About this exercise: Below are the entries; give again exactly the lines from the one mentioning "x=666 y=100" through the one mentioning "black cap in", inclusive.

Excerpts from a dataset:
┄┄┄┄┄┄┄┄┄┄┄┄┄┄┄┄┄┄┄┄
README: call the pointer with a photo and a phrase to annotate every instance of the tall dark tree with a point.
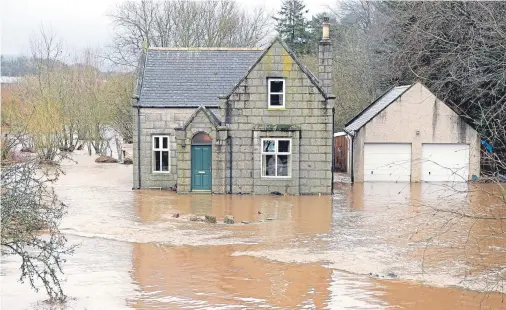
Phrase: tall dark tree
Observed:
(292, 26)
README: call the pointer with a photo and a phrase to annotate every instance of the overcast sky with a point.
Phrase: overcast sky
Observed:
(80, 23)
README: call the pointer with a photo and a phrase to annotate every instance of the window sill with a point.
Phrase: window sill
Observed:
(276, 109)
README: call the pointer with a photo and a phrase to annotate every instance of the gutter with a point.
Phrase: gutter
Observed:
(352, 174)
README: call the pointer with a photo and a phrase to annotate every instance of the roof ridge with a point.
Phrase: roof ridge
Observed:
(206, 48)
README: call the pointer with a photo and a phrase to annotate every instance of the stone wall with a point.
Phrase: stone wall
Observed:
(156, 121)
(307, 117)
(201, 123)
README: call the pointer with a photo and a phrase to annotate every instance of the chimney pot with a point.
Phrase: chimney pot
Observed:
(325, 59)
(325, 28)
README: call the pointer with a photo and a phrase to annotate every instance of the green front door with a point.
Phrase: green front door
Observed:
(201, 168)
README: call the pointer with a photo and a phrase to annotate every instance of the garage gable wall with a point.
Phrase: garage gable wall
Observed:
(417, 117)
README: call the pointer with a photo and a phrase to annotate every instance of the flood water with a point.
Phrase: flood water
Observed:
(369, 246)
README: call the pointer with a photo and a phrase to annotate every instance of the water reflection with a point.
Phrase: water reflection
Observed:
(296, 252)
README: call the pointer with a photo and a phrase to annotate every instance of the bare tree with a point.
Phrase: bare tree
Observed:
(183, 24)
(31, 214)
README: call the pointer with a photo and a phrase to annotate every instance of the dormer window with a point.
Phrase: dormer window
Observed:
(276, 91)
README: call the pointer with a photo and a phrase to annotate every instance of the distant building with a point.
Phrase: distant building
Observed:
(231, 120)
(409, 135)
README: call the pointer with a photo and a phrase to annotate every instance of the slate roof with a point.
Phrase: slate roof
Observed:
(9, 79)
(375, 108)
(192, 77)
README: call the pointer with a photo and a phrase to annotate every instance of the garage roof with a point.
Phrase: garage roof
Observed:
(375, 108)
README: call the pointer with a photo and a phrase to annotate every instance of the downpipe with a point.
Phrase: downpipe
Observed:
(139, 147)
(230, 164)
(352, 174)
(333, 159)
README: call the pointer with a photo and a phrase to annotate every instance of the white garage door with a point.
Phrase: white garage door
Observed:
(387, 162)
(445, 162)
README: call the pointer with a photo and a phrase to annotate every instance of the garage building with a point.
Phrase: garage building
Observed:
(409, 135)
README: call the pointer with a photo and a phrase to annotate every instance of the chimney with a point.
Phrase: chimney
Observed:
(325, 58)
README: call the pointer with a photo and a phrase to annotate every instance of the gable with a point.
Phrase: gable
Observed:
(279, 61)
(418, 110)
(376, 107)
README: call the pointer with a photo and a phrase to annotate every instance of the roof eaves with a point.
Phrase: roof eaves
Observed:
(209, 114)
(206, 48)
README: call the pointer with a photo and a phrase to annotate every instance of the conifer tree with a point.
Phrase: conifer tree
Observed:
(292, 26)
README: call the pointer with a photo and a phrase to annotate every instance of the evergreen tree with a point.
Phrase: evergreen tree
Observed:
(292, 26)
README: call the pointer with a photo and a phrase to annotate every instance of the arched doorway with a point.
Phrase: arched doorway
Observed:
(201, 162)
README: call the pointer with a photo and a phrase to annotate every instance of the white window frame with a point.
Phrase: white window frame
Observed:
(160, 149)
(269, 93)
(275, 153)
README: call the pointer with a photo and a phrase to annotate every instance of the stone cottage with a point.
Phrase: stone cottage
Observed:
(234, 120)
(409, 135)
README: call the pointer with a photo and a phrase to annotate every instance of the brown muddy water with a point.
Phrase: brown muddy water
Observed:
(370, 246)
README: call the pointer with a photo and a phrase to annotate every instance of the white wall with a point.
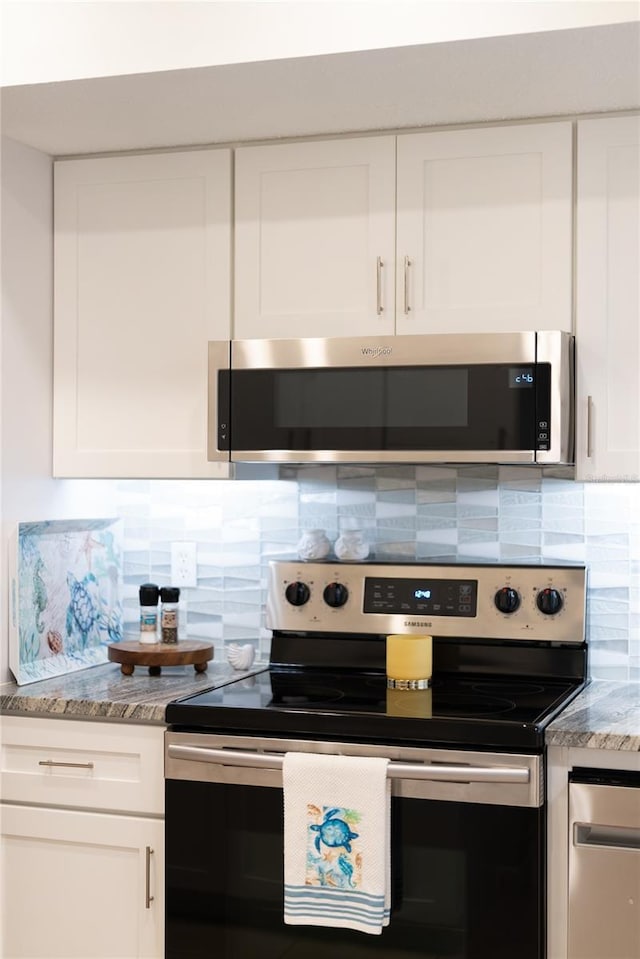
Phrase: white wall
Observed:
(27, 489)
(49, 40)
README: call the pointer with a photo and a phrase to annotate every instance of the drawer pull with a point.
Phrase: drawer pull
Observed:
(407, 264)
(52, 762)
(148, 898)
(379, 266)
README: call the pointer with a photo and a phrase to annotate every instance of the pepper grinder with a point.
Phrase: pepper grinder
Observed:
(169, 597)
(149, 594)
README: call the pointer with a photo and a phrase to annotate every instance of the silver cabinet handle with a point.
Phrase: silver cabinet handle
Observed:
(379, 266)
(51, 762)
(407, 264)
(439, 773)
(589, 427)
(148, 898)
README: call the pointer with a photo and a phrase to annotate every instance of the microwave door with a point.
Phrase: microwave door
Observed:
(410, 399)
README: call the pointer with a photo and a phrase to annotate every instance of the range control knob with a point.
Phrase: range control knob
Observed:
(335, 595)
(297, 593)
(507, 599)
(549, 601)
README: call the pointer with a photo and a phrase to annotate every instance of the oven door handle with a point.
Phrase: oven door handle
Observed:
(435, 772)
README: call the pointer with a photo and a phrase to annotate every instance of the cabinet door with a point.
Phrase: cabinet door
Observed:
(142, 282)
(484, 230)
(314, 238)
(607, 300)
(80, 885)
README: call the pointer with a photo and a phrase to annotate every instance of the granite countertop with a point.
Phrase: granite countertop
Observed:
(606, 715)
(103, 692)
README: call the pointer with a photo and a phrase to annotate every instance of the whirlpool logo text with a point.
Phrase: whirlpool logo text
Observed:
(374, 351)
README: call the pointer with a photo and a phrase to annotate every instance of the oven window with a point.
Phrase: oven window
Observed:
(466, 881)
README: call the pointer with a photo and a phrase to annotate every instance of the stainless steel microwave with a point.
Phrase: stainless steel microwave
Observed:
(433, 398)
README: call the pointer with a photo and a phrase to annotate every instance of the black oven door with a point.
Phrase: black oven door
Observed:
(442, 397)
(467, 877)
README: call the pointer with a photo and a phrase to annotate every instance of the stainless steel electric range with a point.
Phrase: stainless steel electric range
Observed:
(467, 758)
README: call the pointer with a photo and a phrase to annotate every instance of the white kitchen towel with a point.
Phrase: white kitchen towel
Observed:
(337, 866)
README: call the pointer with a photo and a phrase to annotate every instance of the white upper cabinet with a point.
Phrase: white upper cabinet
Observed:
(142, 282)
(484, 230)
(483, 220)
(314, 238)
(608, 300)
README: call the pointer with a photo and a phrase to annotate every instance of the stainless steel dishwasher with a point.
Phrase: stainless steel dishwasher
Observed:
(604, 864)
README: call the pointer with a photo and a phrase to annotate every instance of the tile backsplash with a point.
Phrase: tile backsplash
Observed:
(431, 514)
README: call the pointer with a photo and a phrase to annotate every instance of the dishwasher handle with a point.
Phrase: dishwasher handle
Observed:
(424, 771)
(615, 837)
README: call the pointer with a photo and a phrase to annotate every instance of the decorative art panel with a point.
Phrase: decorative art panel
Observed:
(65, 596)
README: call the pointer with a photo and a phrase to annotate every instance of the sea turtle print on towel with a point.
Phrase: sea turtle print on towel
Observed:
(333, 858)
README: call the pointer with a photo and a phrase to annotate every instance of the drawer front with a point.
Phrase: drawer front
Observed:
(104, 766)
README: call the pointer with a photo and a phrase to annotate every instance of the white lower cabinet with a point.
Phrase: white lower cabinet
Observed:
(82, 840)
(81, 885)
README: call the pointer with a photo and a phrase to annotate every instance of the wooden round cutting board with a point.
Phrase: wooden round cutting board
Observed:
(184, 652)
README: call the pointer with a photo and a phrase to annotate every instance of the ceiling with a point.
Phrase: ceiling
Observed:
(565, 72)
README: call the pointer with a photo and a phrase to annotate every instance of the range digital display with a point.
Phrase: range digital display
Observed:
(421, 597)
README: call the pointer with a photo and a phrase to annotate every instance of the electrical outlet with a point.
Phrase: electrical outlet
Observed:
(184, 569)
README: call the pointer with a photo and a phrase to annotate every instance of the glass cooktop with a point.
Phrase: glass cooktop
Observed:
(479, 711)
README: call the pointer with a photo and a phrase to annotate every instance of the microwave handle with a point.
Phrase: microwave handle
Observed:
(218, 405)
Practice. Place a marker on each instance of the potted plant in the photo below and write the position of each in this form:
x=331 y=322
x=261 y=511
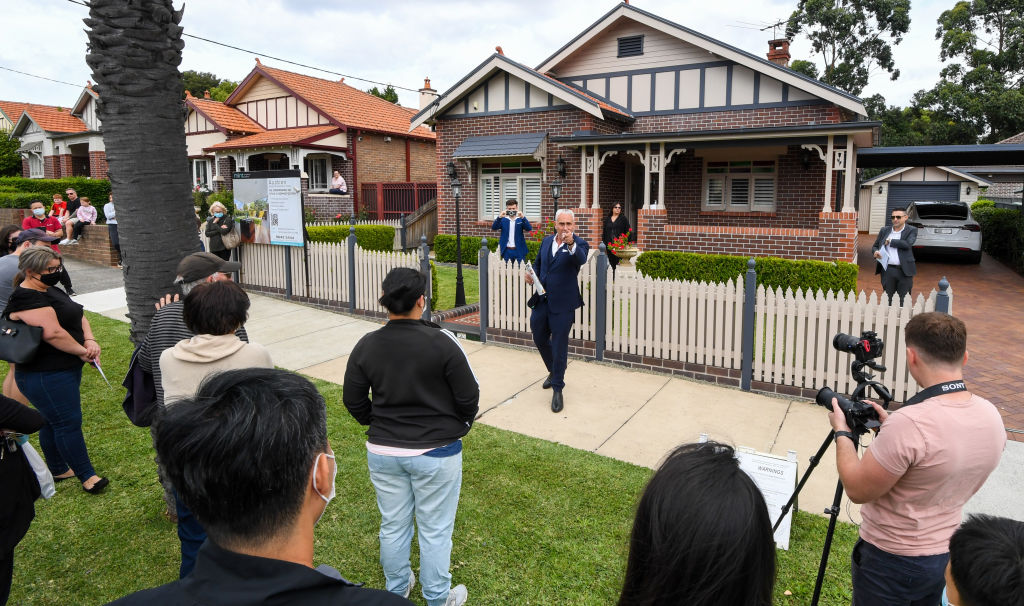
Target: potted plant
x=623 y=248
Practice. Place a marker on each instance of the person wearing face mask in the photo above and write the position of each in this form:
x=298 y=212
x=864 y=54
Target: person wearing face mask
x=52 y=379
x=212 y=311
x=425 y=397
x=273 y=479
x=219 y=223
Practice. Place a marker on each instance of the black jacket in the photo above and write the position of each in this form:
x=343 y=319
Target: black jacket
x=230 y=578
x=424 y=391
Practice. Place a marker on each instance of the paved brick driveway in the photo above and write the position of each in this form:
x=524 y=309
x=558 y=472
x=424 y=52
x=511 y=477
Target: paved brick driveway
x=988 y=298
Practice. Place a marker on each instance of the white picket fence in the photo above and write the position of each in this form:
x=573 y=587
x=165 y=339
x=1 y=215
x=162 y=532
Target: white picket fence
x=701 y=323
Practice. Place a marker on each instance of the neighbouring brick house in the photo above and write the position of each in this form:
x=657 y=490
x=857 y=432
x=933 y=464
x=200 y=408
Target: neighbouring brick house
x=711 y=148
x=283 y=120
x=59 y=141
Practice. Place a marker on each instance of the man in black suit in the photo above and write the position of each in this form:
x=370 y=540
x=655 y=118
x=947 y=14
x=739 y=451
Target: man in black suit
x=897 y=243
x=557 y=266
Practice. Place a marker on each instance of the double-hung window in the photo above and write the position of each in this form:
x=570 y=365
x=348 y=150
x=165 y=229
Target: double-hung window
x=502 y=180
x=739 y=185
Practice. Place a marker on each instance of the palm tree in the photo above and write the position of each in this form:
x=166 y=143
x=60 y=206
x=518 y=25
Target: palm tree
x=134 y=51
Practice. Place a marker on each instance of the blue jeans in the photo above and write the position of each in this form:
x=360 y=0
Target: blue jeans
x=881 y=578
x=190 y=534
x=429 y=487
x=55 y=394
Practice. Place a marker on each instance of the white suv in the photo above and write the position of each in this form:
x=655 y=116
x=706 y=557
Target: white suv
x=945 y=227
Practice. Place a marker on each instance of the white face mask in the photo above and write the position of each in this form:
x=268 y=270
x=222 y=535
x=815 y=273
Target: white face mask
x=327 y=499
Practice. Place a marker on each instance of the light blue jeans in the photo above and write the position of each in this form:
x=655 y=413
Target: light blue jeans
x=429 y=487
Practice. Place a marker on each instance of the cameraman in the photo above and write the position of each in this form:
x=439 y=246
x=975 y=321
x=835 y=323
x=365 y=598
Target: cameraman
x=512 y=243
x=930 y=457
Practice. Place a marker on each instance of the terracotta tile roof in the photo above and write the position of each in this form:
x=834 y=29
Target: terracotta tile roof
x=13 y=110
x=284 y=136
x=53 y=119
x=349 y=105
x=224 y=116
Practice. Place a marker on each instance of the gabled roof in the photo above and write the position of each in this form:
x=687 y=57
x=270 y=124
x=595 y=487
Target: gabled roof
x=342 y=104
x=12 y=110
x=496 y=62
x=828 y=93
x=224 y=118
x=50 y=119
x=279 y=137
x=960 y=172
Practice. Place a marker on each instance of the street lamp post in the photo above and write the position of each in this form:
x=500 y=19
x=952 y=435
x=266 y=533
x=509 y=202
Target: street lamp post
x=460 y=288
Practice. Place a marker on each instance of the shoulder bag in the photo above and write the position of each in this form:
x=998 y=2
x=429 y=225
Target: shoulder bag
x=18 y=341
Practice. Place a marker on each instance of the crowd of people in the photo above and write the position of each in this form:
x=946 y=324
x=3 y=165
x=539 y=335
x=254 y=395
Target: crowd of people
x=248 y=470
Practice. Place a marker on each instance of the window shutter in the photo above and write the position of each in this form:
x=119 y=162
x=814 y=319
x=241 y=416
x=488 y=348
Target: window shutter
x=764 y=192
x=531 y=198
x=631 y=46
x=716 y=192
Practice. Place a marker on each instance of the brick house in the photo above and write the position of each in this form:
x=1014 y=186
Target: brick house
x=59 y=141
x=281 y=120
x=711 y=148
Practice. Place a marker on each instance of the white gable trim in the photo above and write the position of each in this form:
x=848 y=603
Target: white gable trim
x=499 y=63
x=721 y=49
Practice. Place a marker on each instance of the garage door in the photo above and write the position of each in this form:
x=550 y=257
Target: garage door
x=900 y=195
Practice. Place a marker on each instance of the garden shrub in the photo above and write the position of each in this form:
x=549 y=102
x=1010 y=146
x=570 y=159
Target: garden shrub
x=772 y=271
x=371 y=237
x=94 y=189
x=1003 y=235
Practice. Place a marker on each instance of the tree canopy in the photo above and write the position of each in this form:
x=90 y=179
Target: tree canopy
x=10 y=160
x=388 y=94
x=852 y=36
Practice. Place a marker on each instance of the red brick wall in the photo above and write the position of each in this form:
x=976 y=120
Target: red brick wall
x=762 y=117
x=97 y=165
x=834 y=237
x=451 y=134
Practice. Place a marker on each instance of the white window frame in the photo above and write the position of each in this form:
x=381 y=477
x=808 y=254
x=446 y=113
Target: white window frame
x=725 y=188
x=324 y=163
x=526 y=187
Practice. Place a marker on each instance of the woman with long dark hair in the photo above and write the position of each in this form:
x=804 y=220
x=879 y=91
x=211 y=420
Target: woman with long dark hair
x=615 y=224
x=701 y=535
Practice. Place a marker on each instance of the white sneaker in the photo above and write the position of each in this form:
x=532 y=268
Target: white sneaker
x=457 y=596
x=412 y=581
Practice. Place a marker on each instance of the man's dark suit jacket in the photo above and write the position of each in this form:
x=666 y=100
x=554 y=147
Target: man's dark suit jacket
x=904 y=245
x=227 y=577
x=559 y=274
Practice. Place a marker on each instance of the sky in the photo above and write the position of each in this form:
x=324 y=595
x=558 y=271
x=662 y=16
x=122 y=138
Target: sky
x=403 y=41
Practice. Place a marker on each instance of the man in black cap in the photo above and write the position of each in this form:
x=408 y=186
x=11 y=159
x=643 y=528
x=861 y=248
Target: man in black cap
x=168 y=328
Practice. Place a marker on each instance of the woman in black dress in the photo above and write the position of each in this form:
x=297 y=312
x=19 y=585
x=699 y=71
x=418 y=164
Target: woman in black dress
x=615 y=224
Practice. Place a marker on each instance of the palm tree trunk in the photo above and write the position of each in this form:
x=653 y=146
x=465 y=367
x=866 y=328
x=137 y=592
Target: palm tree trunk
x=134 y=52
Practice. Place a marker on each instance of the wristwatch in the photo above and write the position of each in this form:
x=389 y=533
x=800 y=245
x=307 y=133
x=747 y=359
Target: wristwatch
x=846 y=434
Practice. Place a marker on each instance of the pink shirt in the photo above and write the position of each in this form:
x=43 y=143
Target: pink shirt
x=943 y=453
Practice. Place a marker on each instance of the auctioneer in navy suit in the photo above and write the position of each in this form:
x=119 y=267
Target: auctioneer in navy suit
x=518 y=225
x=554 y=313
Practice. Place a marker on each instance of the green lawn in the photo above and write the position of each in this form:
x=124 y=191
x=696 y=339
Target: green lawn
x=445 y=287
x=527 y=532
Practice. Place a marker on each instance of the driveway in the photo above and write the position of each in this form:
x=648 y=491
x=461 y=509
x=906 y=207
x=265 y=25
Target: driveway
x=988 y=298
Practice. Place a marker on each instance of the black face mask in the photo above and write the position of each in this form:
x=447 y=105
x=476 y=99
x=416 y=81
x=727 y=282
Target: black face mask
x=51 y=279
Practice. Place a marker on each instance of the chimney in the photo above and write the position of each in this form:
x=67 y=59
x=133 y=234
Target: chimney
x=427 y=94
x=778 y=51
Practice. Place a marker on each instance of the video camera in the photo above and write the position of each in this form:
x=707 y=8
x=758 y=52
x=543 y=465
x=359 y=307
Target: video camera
x=860 y=416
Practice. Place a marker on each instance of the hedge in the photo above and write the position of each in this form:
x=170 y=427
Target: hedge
x=444 y=248
x=371 y=237
x=94 y=189
x=1003 y=234
x=772 y=271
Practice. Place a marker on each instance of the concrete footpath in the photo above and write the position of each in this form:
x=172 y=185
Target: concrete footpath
x=628 y=415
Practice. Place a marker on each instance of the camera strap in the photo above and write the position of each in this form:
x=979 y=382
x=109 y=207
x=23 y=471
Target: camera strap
x=938 y=389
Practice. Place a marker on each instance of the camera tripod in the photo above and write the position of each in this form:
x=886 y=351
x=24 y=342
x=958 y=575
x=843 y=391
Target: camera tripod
x=864 y=381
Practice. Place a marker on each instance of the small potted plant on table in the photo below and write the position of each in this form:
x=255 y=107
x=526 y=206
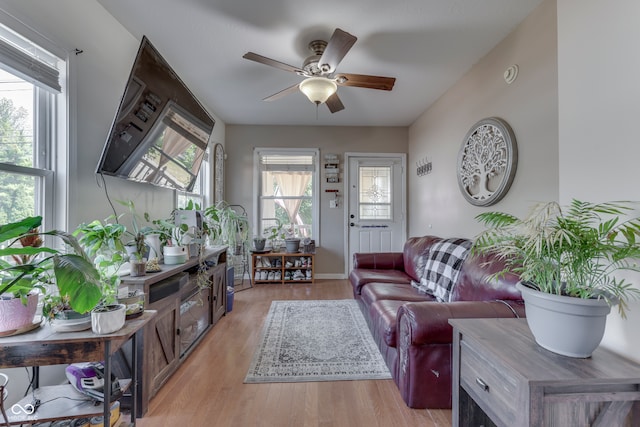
┄┄┄┄┄┄┄┄┄┄┄┄┄┄┄┄┄┄┄┄
Output of the exercise:
x=666 y=100
x=554 y=147
Target: man's dark suit jacket
x=904 y=245
x=227 y=577
x=559 y=274
Practice. Place a marker on each instance of the sky in the photo above and write the position of each in this form:
x=324 y=595
x=558 y=271
x=662 y=16
x=122 y=138
Target: sky
x=403 y=41
Practice. Place a marker on each instance of the man in black cap in the photo above and write the position of each in this form:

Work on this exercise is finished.